Work to be completed:
Render every line of the records below as a numbered list, omitting any blank lines.

Listed entries:
··········

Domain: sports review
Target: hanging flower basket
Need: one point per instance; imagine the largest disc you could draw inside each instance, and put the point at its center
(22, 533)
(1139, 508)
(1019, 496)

··········

Exercise result:
1. Domain: sports review
2. Target: hanging flower basket
3. Need: one point per instance; imagine the largest disc you could draw inside each instance, and put the point at its center
4. (22, 533)
5. (1139, 508)
6. (1019, 496)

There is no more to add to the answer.